===== 本文 =====
これは シリコンウェハーの需要の高まりと
販売価格の上昇がおもな要因です。
2017年8月には
シリコンウェハーの製造設備を
増強すると発表しています。
10年ぶりの大規模投資になる
約436億円もの投資をして
来年2019年の稼働を目指します。
IoTや自動運転車やスマホなどの
データ通信量が増え続けていることで
半導体の需要が旺盛になり
そのためシリコンウェハーの需要が
高まっているのです。
半導体メーカーからの需要に対して
フル操業の生産が
追いつかない状況が続いていて
2017年1~6月期連結決算が
前年同期比4.2倍の純利益にもなり
今回の大規模な生産設備の増強を
決断するに至ったようです。
現在では
<SUMCO>と<信越化学工業>が
世界シェアの約60%を占めていて
アメリカの<インテル>などの
半導体メーカーに供給しています。
=====
課題内容: 本文に名前が出てくる企業をすべて挙げよ。 本文の記述だけを根拠とすること。
===== 提供データ =====
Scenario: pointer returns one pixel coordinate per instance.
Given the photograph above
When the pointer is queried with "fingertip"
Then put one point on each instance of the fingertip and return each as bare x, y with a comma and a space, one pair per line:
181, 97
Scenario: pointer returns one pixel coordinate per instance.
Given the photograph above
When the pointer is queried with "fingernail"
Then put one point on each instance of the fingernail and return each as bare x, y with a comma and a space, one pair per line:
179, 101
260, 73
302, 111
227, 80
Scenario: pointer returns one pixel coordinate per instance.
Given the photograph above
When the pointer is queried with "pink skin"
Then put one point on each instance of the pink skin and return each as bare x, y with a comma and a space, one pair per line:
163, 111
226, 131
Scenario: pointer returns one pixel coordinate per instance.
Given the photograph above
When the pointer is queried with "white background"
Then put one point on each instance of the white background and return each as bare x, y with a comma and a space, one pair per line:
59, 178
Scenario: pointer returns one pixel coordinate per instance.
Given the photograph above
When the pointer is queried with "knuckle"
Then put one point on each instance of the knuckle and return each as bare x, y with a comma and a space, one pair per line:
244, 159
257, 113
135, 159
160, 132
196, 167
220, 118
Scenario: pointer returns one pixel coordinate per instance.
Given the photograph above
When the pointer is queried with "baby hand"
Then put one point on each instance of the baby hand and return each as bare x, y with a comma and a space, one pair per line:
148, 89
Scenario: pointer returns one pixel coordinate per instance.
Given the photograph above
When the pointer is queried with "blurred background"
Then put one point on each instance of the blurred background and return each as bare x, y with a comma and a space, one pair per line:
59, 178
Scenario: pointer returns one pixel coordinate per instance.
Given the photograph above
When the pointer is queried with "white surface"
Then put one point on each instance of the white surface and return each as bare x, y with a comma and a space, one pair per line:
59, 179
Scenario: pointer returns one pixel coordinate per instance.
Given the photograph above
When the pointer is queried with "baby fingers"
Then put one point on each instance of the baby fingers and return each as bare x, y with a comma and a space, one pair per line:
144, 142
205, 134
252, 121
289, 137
=====
解答: SUMCO、信越化学工業、インテル